> **THE TASK**:
Copy the passage on OLAP, beginning at the words "Each dimension represents" and stopping after "many inter relationships.", with "sales channel" changed to "distribution channel" wherever it occurs.

One question is what is multidimensional data and when does it become OLAP? It is essentially a way to build associations between dissimilar pieces of information using predefined business rules about the information you are using. Kirk Cruikshank of Arbor Software has identified three components to OLAP, in an issue of UNIX News on data warehousing;
A typical customer order entry OLTP transaction might retrieve all of the data relating to a specific customer and then insert a new order for the customer. Information is selected from the customer, customer order, and detail line tables. Each row in each table contains a customer identification number which is used to relate the rows from the different tables. The relationships between the records are simple and only a few records are actually retrieved or updated by a single transaction.
The difference between OLAP and OLTP has been summarised as, OLTP servers handle mission-critical production data accessed through simple queries; while OLAP servers handle management-critical data accessed through an iterative analytical investigation. Both OLAP and OLTP, have specialized requirements and therefore require special optimized servers for the two types of processing.
OLAP database servers use multidimensional structures to store data and relationships between data. Multidimensional structures can be best visualized as cubes of data, and cubes within cubes of data. Each side of the cube is considered a dimension.
Each dimension represents a different category such as product type, region, sales channel, and time. Each cell within the multidimensional structure contains aggregated data relating elements along each of the dimensions. For example, a single cell may contain the total sales for a given product in a region for a specific sales channel in a single month. Multidimensional databases are a compact and easy to understand vehicle for visualizing and manipulating data elements that have many inter relationships.

> **SOURCE DATA**:
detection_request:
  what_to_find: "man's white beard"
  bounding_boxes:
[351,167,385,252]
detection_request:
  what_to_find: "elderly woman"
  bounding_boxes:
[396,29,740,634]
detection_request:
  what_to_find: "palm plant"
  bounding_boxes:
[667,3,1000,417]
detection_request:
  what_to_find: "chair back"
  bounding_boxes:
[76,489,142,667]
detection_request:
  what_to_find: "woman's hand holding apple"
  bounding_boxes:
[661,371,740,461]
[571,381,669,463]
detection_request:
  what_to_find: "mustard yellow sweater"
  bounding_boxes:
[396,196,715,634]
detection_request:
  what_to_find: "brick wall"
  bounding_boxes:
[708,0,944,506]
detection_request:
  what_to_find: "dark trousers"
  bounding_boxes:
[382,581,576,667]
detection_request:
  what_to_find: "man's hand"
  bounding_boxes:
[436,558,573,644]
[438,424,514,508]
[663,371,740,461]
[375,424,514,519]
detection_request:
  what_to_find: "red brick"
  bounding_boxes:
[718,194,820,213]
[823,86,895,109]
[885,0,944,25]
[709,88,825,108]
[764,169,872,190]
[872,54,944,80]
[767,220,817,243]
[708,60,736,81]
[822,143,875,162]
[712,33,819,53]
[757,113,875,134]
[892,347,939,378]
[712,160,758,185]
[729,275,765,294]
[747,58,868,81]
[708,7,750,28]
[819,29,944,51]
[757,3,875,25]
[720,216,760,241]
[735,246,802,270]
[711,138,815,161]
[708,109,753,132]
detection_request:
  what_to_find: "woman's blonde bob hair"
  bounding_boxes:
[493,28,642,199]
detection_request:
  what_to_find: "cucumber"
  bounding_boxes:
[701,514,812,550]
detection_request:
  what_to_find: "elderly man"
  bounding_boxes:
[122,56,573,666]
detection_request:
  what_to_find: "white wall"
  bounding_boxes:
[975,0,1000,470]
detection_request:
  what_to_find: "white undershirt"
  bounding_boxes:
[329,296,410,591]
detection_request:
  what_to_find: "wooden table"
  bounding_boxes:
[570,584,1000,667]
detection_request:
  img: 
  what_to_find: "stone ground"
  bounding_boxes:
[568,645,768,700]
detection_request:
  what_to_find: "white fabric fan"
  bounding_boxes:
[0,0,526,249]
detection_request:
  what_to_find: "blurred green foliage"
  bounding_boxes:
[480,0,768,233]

> **RESPONSE TO THE EXERCISE**:
Each dimension represents a different category such as product type, region, distribution channel, and time. Each cell within the multidimensional structure contains aggregated data relating elements along each of the dimensions. For example, a single cell may contain the total sales for a given product in a region for a specific distribution channel in a single month. Multidimensional databases are a compact and easy to understand vehicle for visualizing and manipulating data elements that have many inter relationships.